| SOURCE RECORDS |
|---|

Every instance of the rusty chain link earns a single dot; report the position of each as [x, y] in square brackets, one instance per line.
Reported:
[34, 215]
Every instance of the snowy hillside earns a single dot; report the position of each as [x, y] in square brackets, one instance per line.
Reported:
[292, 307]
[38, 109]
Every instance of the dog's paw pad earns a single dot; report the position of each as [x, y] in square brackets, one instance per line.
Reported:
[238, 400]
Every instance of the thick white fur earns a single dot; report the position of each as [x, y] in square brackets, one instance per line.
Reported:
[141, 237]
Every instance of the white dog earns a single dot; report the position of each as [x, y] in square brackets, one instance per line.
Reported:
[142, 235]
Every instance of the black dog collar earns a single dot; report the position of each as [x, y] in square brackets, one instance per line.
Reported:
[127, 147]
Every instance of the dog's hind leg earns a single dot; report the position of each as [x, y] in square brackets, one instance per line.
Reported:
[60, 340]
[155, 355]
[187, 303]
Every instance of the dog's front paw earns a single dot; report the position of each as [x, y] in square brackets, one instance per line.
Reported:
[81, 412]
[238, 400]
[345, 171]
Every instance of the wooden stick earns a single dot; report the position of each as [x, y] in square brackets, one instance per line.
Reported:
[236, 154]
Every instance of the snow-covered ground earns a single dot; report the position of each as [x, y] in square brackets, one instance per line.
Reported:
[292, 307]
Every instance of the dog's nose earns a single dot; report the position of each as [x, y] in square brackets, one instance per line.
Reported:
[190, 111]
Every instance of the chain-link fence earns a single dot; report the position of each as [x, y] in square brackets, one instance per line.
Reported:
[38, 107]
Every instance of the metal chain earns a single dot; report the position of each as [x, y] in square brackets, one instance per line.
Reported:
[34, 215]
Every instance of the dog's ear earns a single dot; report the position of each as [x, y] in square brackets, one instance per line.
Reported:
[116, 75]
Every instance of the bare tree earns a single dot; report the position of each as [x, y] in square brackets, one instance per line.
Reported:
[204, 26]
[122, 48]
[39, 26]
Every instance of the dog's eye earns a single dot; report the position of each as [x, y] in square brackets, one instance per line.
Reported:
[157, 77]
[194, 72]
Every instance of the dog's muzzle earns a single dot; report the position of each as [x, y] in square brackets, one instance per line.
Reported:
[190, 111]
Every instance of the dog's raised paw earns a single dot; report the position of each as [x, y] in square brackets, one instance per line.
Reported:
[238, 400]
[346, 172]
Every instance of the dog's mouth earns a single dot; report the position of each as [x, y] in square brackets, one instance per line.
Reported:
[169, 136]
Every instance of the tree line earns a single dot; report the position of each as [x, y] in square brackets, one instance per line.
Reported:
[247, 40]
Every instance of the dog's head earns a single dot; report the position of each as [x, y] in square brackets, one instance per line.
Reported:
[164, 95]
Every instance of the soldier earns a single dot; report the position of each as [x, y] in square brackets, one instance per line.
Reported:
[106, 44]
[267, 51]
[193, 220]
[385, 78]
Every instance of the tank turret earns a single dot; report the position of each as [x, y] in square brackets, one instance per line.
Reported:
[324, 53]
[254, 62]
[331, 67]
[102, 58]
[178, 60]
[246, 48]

|---|

| EXERCISE |
The answer consists only of the lines from the one containing "Every instance of the tree" to the end of the records, each written out exactly.

| TASK ANSWER |
Every instance of the tree line earns a single dot; report the position of each as [x, y] in square brackets, one instance per line.
Reported:
[247, 40]
Every instance of the dog's head earns a single dot; report the position of each as [x, y] in square brackets, one instance per line.
Reported:
[164, 95]
Every instance of the soldier earns a single dot; report the position of each as [x, y] in square brackets, one instance per line.
Reported:
[106, 44]
[267, 51]
[193, 220]
[385, 78]
Every instance of the tank turret earns a single dot; report the position of each as [x, y] in square brackets, one instance per line.
Reported:
[324, 53]
[254, 62]
[331, 67]
[102, 58]
[178, 60]
[246, 48]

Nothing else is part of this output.